■ Texto de lectura:
· · · · ·

Todos tenemos nuestras manías, nadie se salva. Tampoco quien les escribe. Si hasta los perros las tienen, ¿por qué no iba a tenerlas yo? Eso sí, podéis estar tranquilos, entre mis manías no están el morder zapatos, ni calcetines. Tampoco salto encima de las visitas. Una cosa si me delata y es que no puedo ver un cuadro torcido sin correr a enderezarlo.

Reconozco además, que ahora desde que escribo más asiduamente he añadido un montón de manías nuevas a mi repertorio. Consciente que la inspiración puede venirme en cualquier momento, en cuanto una idea me asalta la cabeza, tengo que echar mano de mi libretita y apuntarlas a modo de esbozo ya sea en la calle o donde me pille. No será la primera vez que en plena clase de arte mientras me hablan de Giotto mi mente que a veces va por libre, empieza a imaginar una suerte de manos “giottinas” más elocuentes muchas veces que un montón de palabras; serpenteando en mi cabeza a sus anchas, danzarinas ellas, jugueteando a placer, por lo que antes que la inspiración se escape y aún a riesgo de parecer que estoy en Babia, tengo que anotarlas o adiós ideas.

En esto de las manías hay escritores que me llevan ventaja, y mucha. A fin de cuentas no dejo de ser una aficionada. Francesco Piccolo reunió en un libro titulado “Scrivere é un tic” las manías de un montón de escritores entre los que se encontraba Hemingway, Flaubert, Balzac…

El propio Hemingway narró como discurría su jornada de escritor durante su estancia en Paris, mientras se relacionaba con otros artistas igual de bohemios y estrafalarios, en las tertulias en la casa de Gertrude Stein. Eran los locos años 20, cualquier cosa valía con tal de olvidar los recuerdos de la guerra y él lo hacía del único modo que sabía, escribiendo sin parar. “Tú me perteneces y todo París me pertenece, y yo pertenezco a este cuaderno y a este lápiz”, se le oyó decir. Era pintoresco hasta en esto, escribía de pie sobre un mueble alto y conforme iba acabando los folios los iba dejando encima de una papelera o en el suelo. Escribía hasta que las ideas iban surgiendo, entonces dejaba de escribir; sabía que hasta el día siguiente no debía darle más vueltas a esa idea pues el subconsciente ya lo haría por él. Y salía a dar un paseo por el barrio de Saint-Germain, aprovechaba para leer, hacer gimnasia, retozar con su mujer que era la que más celebraba cada nueva idea de su marido. Enamorado solo enamorado se podían escribir las mejores líneas -recomendaba- y sobre todo bien “servido”.

· · · · ·

Prolonga el texto sobre las manías de los escritores a partir de su última oración. Las líneas no intervienen en ningún momento en este ejercicio.

■ Material proporcionado:

· · · · ·

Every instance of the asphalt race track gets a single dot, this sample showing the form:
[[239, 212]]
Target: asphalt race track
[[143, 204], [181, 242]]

· · · · ·

■ Respuesta:
Alberto Moravia no precisaba de apuntes para escribir sus novelas. Le bastaba contemplar a una mujer guapa para que su inspiración se despertara. Se sentaba y escribía lo que brotara en ese momento, sin notas, sin premeditaciones ni artilugios. Trabajaba todos los días, nunca por la noche, y por las tardes se entregaba a su labor de periodista. La que fue su mujer, la también escritora Elsa Morante le acompañaba en su labor, ella también escribía en grandes cuadernos, aplicada como una niña recién salida de la escuela. No necesitaba más que su imaginación para que las historias se abrieran paso en su cabeza, sin distracciones, sola con sus gatos desplegando sus palabras cargadas de silencio, un poco como fue su vida.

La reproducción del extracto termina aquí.